**Exercise directions**
Starting at the line that contains "door window, which", restate each line word for word through the final line of the data, keeping both ends.

**Material supplied**
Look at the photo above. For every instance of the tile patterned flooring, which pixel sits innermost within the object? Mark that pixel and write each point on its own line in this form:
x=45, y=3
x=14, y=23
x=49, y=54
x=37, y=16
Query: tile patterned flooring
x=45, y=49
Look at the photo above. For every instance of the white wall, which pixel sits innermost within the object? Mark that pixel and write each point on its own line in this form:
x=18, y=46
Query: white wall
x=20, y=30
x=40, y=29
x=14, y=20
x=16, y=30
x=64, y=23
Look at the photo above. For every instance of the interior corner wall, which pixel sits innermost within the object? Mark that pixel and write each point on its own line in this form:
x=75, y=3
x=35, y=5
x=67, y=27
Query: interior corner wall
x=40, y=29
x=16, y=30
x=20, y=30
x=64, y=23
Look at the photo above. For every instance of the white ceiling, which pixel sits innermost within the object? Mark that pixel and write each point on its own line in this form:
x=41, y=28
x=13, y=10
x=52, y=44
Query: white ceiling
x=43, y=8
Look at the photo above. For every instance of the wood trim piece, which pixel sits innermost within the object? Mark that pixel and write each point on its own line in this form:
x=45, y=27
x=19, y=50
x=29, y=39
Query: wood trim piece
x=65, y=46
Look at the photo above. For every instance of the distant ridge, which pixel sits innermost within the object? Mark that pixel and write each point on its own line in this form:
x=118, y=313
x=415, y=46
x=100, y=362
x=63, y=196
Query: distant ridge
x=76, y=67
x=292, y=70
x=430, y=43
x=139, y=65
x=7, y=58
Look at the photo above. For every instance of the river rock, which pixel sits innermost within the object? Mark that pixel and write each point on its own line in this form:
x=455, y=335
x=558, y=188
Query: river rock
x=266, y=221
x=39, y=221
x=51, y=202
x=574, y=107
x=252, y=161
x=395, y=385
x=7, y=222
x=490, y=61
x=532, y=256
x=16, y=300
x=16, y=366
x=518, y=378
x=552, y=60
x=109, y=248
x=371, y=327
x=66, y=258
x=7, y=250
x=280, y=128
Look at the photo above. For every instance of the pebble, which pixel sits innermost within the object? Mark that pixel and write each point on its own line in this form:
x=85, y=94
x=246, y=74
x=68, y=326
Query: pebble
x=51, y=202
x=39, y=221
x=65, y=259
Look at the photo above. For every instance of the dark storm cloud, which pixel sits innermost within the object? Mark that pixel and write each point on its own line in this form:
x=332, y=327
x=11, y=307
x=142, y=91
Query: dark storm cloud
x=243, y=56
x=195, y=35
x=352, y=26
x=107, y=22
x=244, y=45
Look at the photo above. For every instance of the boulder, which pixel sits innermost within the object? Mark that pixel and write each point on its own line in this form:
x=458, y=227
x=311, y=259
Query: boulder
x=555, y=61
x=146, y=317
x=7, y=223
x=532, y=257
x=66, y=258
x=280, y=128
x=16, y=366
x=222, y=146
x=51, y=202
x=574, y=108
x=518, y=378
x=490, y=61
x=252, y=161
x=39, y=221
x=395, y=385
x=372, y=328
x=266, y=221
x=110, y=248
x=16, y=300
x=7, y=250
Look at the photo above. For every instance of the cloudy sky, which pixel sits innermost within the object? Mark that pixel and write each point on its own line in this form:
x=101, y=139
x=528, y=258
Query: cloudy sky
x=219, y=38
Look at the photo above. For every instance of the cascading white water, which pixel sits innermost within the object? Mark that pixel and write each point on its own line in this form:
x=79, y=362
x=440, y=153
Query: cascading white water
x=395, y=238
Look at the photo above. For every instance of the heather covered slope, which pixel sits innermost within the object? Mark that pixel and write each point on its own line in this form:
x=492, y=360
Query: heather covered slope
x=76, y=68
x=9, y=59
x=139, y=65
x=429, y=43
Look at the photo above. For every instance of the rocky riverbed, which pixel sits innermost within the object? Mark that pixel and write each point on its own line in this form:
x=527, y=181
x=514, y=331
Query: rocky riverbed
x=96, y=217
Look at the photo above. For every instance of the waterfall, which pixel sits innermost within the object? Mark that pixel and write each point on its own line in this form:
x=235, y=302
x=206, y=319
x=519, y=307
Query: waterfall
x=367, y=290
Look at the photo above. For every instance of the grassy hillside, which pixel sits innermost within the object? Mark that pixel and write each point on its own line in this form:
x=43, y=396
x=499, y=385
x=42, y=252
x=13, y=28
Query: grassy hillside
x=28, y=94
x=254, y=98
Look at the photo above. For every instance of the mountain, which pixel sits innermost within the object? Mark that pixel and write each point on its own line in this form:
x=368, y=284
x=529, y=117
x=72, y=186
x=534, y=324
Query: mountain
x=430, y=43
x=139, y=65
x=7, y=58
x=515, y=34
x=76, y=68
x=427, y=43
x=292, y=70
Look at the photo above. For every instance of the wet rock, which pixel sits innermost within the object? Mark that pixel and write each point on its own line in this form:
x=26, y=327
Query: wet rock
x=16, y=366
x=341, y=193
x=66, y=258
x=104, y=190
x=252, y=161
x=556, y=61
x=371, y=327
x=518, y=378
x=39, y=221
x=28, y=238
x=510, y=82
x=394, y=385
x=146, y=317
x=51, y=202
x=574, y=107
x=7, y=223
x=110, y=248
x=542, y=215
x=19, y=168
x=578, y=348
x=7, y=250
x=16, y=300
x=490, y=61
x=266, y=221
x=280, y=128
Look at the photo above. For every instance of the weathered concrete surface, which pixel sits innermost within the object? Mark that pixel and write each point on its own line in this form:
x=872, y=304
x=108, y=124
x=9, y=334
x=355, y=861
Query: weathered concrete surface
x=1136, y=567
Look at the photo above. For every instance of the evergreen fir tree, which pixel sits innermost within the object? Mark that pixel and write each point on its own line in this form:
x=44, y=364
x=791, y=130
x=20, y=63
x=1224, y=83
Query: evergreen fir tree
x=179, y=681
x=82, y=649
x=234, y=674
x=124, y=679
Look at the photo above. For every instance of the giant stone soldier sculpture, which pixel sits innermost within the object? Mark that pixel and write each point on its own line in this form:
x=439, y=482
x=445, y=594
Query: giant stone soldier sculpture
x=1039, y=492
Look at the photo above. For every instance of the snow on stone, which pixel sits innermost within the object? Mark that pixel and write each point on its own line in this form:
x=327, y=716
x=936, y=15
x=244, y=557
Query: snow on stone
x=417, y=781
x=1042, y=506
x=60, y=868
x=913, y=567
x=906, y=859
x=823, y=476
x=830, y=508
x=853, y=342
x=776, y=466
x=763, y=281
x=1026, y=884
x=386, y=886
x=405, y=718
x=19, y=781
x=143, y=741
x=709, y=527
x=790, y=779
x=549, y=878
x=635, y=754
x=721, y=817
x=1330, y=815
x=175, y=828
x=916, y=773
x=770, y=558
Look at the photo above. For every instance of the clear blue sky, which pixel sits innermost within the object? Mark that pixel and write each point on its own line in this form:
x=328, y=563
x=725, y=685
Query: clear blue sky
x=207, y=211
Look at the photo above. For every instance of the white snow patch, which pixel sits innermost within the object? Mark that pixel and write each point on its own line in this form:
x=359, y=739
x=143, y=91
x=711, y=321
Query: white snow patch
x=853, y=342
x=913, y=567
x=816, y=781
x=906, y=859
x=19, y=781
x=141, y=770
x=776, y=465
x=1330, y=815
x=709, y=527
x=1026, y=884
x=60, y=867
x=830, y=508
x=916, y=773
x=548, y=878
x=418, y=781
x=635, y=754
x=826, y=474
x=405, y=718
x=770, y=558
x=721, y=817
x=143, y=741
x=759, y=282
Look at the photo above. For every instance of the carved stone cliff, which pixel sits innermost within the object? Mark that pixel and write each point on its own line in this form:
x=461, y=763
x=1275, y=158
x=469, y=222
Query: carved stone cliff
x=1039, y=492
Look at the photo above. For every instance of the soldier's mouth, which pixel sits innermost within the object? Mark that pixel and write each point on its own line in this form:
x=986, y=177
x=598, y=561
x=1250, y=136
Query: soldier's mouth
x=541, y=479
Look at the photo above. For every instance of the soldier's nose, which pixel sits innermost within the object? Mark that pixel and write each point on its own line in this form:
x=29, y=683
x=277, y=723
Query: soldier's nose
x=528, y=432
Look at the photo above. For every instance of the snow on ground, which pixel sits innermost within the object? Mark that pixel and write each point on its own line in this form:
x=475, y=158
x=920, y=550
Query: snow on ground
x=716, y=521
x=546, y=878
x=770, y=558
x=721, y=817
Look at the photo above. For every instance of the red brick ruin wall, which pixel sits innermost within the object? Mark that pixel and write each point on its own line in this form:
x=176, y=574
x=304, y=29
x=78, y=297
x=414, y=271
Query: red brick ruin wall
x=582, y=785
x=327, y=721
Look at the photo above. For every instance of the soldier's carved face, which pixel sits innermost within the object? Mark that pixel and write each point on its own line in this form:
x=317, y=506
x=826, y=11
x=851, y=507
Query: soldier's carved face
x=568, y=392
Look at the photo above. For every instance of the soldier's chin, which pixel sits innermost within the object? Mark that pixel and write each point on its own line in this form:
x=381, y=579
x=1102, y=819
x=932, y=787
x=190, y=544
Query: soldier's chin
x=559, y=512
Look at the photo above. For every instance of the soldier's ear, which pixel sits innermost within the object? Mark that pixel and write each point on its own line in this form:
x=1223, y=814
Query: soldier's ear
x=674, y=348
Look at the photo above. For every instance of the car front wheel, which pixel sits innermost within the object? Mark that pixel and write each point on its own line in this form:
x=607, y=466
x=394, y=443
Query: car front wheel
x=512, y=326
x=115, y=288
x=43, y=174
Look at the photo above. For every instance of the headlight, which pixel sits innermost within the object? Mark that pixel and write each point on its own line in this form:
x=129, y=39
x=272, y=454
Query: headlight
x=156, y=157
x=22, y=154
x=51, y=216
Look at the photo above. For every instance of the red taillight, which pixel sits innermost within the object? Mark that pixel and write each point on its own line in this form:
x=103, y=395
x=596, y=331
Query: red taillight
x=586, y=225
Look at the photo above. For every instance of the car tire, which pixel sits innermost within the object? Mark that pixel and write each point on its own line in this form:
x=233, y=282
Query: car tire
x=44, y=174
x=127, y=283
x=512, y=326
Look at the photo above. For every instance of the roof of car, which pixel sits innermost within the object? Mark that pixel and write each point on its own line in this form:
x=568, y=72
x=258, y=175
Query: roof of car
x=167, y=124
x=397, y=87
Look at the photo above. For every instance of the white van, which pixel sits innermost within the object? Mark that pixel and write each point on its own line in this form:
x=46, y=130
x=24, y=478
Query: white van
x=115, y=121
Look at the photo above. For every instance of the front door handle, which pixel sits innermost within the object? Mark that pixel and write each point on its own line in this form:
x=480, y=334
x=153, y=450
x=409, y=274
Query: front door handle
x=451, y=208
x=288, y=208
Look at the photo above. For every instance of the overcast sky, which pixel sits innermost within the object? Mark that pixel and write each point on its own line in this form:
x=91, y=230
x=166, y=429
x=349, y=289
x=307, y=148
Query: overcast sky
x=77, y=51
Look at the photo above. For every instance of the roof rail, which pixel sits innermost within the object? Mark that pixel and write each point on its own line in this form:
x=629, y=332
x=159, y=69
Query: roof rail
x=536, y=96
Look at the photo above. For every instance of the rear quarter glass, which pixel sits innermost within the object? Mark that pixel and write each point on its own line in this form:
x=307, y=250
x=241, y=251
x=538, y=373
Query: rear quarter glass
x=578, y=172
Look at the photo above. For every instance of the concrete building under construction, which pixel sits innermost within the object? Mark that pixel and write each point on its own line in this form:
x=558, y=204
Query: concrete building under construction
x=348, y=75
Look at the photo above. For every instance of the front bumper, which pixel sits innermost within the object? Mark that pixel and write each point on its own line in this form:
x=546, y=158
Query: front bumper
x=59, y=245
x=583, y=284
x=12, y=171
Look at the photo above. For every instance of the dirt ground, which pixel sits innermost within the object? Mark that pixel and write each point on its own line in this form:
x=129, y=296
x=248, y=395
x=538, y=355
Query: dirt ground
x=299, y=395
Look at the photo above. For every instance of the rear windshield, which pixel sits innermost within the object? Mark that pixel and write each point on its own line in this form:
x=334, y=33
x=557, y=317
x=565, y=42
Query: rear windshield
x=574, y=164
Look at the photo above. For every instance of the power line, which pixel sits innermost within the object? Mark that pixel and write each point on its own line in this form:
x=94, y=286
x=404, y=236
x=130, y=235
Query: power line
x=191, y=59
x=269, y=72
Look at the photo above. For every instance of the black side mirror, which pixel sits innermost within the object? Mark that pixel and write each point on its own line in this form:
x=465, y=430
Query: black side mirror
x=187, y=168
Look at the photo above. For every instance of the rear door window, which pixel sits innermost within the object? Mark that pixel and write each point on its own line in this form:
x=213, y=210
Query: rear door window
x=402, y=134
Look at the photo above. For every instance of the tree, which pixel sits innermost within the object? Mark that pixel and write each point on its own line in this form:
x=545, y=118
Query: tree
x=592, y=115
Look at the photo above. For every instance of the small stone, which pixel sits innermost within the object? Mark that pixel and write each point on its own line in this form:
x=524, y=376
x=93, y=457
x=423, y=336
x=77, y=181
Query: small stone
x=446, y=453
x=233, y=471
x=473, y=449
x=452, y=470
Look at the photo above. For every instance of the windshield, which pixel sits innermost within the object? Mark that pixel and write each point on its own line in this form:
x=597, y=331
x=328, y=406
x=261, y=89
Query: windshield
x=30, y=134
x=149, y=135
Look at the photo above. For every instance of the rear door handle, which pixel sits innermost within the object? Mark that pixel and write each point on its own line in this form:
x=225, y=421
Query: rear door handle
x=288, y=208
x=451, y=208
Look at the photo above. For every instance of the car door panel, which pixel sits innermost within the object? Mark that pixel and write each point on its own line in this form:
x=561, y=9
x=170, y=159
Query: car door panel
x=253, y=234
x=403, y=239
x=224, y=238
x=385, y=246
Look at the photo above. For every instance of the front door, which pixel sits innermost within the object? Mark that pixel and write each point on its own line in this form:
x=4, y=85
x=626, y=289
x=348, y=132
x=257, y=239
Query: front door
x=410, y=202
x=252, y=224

**Response to the exercise**
Look at the photo above. For every instance of the rear door window, which pixel sits innermost within the object? Mark that pixel and write each point on its own line in this form:
x=213, y=210
Query: rear door window
x=402, y=134
Look at the photo above. For every instance of the tree, which pixel sits innermost within the object? Mark that pixel and write each point on its own line in this form:
x=545, y=118
Query: tree
x=592, y=115
Look at the photo above. For every instance of the small stone, which pixel sits innermost within the object? Mark that pixel and write each point on its own line in this form:
x=524, y=376
x=93, y=457
x=423, y=336
x=77, y=181
Query: small stone
x=446, y=453
x=233, y=471
x=473, y=449
x=452, y=470
Look at the photo above. For every instance of the windshield, which pixel sits innermost within the object? Mark that pixel and write each point on its own line in this form:
x=597, y=331
x=328, y=406
x=261, y=89
Query: windshield
x=30, y=134
x=149, y=135
Look at the photo above. For every instance of the rear door handle, which pixel sits innermost within the object? Mark that pixel and write each point on its own line in this form:
x=225, y=421
Query: rear door handle
x=288, y=208
x=451, y=208
Look at the photo above. For every instance of the car door panel, which pixel sits innermost within the object? Mark that pixel and write each point on its own line in this form:
x=561, y=9
x=170, y=159
Query: car door panel
x=253, y=234
x=403, y=239
x=224, y=238
x=385, y=246
Look at the photo above. For every instance of the front door, which pixel sits innermost within the object? Mark that pixel and write each point on its own line in this form:
x=4, y=85
x=626, y=289
x=348, y=132
x=257, y=239
Query: front door
x=410, y=202
x=252, y=224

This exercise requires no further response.